## MATERIAL:
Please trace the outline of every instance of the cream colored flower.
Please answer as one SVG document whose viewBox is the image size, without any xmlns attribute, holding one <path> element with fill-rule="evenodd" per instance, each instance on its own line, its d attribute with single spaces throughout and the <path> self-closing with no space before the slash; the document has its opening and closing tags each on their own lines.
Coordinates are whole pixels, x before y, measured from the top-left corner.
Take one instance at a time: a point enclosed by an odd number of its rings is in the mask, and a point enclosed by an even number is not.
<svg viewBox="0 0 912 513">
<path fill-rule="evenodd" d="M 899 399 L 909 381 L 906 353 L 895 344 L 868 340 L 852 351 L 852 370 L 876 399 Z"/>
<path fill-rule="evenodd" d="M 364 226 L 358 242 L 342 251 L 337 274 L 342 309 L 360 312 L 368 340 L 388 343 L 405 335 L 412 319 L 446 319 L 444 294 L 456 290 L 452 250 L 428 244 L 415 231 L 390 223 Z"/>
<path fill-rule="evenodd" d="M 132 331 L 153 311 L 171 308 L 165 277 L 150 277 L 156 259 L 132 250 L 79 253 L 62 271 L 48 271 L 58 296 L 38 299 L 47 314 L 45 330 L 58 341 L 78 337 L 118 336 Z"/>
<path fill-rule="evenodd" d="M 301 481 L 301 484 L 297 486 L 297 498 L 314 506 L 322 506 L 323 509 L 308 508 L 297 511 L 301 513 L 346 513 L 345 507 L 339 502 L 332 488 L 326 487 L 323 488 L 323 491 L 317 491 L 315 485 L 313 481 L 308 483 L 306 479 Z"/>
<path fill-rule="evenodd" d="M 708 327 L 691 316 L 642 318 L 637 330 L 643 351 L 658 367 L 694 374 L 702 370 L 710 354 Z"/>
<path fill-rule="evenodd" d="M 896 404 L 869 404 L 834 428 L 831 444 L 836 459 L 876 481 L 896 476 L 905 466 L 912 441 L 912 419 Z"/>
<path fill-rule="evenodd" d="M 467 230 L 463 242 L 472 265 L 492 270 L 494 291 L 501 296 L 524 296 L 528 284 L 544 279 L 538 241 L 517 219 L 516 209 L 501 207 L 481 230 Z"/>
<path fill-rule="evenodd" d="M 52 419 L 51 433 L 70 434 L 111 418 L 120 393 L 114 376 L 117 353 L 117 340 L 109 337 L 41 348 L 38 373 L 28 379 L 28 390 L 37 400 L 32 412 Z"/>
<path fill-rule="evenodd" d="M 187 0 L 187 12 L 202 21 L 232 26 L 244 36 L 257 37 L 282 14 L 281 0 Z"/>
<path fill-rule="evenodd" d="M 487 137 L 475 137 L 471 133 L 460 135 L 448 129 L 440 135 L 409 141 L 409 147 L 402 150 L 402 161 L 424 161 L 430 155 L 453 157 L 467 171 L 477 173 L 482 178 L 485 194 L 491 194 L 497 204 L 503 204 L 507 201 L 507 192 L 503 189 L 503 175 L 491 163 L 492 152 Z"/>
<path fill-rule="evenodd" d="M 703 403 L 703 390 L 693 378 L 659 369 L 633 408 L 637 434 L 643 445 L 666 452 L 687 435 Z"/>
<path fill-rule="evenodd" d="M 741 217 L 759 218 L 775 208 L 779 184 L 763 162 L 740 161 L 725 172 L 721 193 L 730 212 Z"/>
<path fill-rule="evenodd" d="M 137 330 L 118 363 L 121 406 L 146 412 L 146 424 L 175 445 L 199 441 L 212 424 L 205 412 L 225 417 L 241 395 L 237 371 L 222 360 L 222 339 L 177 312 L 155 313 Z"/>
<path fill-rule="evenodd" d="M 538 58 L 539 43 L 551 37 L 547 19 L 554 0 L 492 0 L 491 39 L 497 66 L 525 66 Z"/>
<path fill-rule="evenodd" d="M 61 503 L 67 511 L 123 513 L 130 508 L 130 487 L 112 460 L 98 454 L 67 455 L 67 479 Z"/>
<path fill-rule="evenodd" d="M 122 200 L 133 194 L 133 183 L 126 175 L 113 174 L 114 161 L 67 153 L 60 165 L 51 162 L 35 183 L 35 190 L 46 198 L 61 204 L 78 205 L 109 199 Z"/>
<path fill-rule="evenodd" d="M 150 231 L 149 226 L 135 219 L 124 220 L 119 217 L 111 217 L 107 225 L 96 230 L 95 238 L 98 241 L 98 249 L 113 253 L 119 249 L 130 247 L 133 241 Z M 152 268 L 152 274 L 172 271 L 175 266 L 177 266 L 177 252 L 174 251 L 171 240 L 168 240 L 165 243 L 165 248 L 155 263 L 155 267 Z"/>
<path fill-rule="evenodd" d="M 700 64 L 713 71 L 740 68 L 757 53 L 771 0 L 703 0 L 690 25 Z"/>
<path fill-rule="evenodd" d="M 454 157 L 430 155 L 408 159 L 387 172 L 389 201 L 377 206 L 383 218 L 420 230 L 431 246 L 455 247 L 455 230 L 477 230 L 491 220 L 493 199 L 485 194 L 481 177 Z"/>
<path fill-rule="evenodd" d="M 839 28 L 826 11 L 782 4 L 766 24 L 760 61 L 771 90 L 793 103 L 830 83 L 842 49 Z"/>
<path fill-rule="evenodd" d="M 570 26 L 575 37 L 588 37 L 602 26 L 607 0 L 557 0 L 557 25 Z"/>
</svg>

...

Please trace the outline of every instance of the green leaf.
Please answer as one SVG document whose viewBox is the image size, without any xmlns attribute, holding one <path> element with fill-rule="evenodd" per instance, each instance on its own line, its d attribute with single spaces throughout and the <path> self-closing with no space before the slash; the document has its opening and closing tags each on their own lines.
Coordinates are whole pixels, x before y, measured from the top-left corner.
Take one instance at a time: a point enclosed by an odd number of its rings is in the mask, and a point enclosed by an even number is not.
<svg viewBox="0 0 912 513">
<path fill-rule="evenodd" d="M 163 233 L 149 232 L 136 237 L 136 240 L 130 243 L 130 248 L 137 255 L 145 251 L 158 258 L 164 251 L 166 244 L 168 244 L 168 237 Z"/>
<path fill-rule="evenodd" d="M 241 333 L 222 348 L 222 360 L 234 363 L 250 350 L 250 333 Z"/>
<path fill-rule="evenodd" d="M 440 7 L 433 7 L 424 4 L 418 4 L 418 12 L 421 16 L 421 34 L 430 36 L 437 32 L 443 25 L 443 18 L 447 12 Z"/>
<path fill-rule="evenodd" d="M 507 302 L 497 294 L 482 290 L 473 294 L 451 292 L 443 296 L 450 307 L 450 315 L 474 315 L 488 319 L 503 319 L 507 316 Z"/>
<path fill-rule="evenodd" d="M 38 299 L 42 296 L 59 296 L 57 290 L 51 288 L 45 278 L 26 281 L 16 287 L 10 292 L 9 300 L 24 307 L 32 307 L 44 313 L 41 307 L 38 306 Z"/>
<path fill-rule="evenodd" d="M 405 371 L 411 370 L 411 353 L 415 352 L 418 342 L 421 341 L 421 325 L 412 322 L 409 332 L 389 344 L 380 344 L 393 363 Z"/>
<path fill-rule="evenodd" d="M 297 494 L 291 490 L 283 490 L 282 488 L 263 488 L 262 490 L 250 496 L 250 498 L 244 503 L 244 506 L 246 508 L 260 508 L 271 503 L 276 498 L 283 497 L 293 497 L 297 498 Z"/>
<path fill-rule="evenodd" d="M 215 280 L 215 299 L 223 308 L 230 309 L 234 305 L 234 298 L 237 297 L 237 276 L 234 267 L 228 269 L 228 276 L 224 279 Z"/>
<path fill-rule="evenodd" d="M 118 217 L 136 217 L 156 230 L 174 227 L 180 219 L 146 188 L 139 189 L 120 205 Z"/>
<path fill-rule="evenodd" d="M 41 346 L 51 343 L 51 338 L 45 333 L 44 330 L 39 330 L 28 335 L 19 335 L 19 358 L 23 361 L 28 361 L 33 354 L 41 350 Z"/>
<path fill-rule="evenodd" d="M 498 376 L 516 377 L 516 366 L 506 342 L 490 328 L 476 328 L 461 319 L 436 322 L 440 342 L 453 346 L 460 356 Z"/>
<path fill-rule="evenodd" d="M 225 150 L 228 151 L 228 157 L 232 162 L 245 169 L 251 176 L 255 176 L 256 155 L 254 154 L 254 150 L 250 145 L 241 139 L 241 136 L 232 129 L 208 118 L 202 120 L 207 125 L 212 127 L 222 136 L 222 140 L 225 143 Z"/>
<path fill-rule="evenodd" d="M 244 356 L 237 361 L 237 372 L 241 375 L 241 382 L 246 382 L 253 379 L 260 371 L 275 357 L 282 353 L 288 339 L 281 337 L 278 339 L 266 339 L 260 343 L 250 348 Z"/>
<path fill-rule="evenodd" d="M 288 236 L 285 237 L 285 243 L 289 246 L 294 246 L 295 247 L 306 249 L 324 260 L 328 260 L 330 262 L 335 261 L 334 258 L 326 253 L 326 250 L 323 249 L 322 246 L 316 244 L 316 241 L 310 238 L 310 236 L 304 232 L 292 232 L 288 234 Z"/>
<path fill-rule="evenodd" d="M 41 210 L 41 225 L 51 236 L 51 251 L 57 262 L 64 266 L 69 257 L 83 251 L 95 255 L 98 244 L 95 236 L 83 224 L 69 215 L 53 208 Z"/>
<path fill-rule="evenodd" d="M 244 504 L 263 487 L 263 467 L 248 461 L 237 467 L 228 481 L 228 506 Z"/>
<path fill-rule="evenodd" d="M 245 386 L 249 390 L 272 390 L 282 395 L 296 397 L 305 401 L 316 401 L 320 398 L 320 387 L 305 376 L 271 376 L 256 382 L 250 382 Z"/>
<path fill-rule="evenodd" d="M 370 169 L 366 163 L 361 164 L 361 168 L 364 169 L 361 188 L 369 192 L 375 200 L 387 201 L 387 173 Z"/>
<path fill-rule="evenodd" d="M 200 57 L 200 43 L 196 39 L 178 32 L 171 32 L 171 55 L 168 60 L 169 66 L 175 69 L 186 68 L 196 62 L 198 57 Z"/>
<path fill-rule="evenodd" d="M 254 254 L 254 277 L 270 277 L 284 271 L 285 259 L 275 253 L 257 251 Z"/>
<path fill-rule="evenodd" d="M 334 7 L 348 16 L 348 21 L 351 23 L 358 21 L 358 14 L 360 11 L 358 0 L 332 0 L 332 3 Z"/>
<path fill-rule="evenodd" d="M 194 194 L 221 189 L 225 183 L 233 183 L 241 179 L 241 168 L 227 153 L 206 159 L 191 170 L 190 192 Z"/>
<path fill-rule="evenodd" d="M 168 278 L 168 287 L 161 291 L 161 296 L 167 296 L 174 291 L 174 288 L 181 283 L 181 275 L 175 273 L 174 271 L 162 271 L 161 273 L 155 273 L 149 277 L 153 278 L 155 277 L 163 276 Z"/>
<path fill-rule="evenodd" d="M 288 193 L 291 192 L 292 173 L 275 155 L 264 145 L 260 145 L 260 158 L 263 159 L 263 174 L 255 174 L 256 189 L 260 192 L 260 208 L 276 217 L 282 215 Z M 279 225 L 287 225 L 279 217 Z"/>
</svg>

## PROMPT:
Please list every line of the material above that contains the string "trace", copying each one in full.

## ANSWER TO THIS TASK:
Please trace the outline of every instance of the cream colored flower.
Please trace the outline of every instance of the green leaf.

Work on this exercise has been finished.